═══ INFORMATION SHOWN

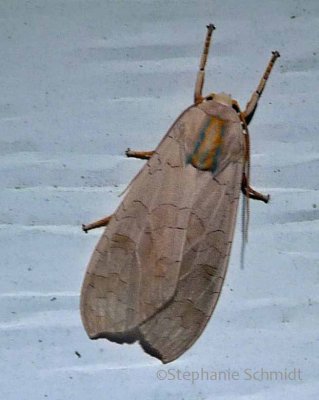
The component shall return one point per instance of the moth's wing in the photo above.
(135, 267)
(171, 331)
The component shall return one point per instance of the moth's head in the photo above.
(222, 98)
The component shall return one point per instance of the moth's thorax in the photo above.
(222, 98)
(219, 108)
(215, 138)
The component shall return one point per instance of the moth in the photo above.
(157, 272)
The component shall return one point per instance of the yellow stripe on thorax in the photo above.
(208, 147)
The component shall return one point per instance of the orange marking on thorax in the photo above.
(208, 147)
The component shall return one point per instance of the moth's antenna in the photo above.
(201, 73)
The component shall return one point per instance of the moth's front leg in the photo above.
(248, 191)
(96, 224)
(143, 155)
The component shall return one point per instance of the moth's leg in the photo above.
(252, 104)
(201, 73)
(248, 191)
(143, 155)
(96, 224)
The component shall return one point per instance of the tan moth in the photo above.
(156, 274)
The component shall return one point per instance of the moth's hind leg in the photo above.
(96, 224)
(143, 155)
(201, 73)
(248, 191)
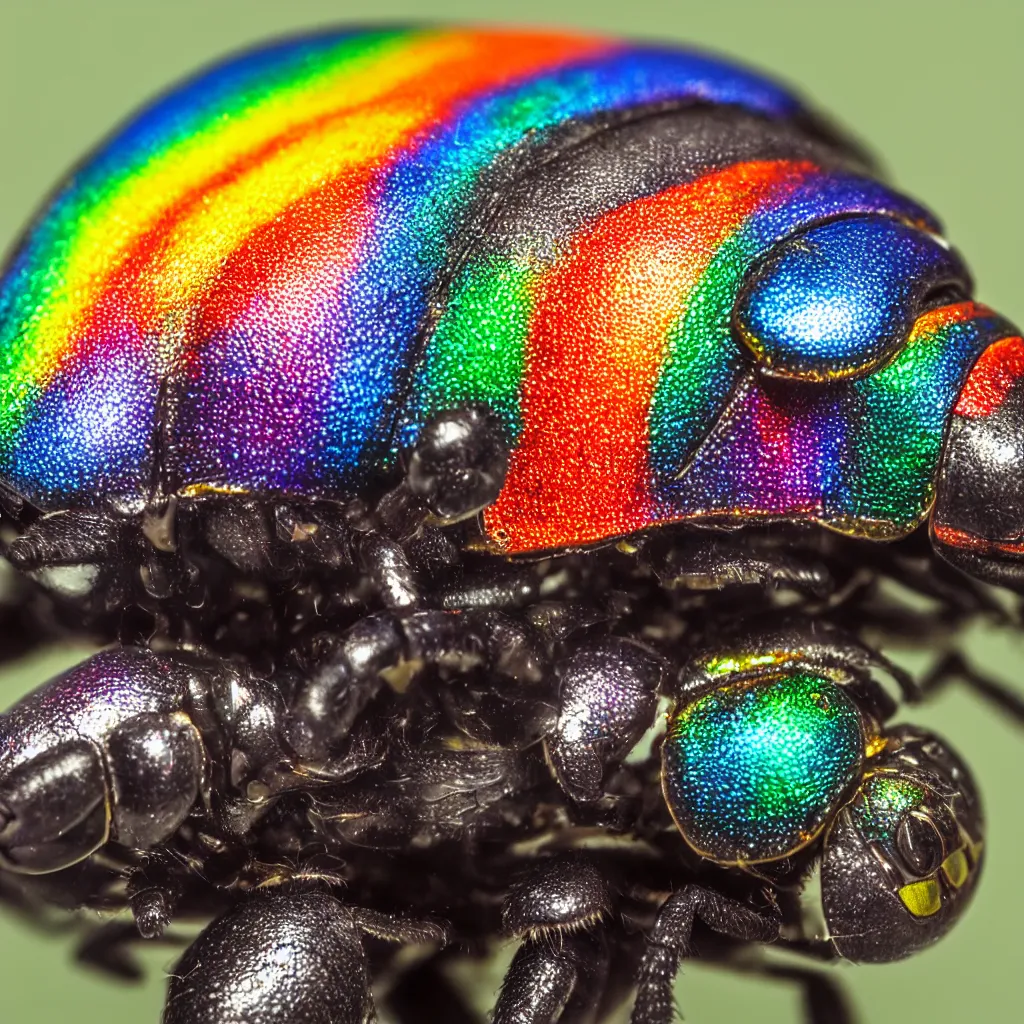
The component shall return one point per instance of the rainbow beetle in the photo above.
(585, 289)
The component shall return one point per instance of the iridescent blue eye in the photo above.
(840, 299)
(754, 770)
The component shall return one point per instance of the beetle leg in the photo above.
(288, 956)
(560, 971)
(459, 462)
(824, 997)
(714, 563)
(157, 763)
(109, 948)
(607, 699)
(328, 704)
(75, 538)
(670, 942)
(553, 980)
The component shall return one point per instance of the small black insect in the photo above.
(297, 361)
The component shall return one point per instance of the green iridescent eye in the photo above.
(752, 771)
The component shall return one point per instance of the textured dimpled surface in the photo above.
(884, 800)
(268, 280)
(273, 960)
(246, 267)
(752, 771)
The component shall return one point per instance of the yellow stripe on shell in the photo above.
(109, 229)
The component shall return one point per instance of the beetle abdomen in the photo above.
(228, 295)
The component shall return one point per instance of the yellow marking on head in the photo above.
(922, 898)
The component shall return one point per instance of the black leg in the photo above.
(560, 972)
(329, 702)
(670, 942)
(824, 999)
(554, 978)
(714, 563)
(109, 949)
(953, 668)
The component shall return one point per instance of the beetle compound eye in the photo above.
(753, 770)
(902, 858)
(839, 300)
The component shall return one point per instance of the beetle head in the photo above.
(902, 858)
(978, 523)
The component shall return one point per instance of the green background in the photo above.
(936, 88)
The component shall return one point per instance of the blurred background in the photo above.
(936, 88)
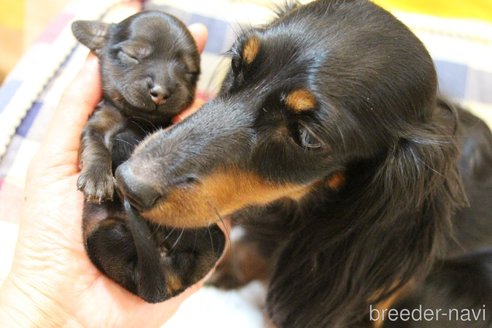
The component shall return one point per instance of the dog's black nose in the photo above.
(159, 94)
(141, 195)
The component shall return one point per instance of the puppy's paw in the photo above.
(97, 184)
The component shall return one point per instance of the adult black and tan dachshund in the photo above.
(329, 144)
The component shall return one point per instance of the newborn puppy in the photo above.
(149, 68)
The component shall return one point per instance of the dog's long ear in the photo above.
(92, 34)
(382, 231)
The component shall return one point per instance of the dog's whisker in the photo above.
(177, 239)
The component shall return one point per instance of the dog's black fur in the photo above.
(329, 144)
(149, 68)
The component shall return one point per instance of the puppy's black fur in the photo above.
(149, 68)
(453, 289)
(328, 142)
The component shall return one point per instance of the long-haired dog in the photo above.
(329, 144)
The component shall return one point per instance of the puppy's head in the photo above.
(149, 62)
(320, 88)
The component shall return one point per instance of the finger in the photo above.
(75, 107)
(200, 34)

══════
═══ INFORMATION SHOWN

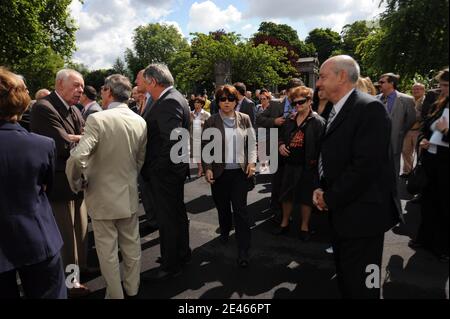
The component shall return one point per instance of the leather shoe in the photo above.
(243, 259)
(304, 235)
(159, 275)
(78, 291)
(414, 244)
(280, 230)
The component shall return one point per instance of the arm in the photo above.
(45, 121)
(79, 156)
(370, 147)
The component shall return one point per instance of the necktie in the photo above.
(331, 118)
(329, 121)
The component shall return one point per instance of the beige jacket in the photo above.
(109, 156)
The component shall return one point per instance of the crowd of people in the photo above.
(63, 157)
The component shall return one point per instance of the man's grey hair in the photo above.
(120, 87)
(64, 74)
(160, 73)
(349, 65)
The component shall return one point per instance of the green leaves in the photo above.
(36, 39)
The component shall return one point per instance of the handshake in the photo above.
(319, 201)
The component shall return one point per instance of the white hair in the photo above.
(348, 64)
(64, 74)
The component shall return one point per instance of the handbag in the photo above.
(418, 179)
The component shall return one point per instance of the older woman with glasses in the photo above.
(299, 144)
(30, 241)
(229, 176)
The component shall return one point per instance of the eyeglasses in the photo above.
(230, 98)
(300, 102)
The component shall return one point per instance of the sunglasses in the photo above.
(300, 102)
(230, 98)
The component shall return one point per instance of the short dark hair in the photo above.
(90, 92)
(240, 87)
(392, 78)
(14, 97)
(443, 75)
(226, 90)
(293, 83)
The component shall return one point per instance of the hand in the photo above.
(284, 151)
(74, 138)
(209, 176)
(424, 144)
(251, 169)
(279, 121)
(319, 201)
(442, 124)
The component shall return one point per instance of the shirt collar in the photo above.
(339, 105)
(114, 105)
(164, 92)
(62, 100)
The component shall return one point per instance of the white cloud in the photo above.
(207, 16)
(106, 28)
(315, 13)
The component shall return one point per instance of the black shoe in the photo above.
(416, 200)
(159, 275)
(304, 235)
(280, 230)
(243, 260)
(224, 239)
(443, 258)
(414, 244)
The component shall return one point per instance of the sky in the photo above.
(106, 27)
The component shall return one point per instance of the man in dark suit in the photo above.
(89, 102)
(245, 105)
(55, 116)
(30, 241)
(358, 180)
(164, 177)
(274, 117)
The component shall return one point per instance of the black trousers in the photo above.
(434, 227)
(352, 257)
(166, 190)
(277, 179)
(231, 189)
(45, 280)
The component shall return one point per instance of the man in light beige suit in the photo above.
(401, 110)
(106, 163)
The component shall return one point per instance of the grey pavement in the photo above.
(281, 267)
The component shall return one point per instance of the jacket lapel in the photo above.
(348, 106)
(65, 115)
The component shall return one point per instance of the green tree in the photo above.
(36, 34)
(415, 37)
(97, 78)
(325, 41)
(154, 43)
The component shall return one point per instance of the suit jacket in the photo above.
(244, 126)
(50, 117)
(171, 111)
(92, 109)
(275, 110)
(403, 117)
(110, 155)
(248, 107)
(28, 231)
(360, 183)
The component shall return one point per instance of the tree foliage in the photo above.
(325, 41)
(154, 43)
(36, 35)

══════

» **WHAT THE TASK ASKS**
Report every line in the entries above that contains the string "long", copying each matching line in full. Matching is case-sensitive.

» **EXERCISE SOLUTION**
The component shall return one point per instance of the dog's long ear in the photo above.
The component shall return one point per instance of the long-haired dog in the photo above.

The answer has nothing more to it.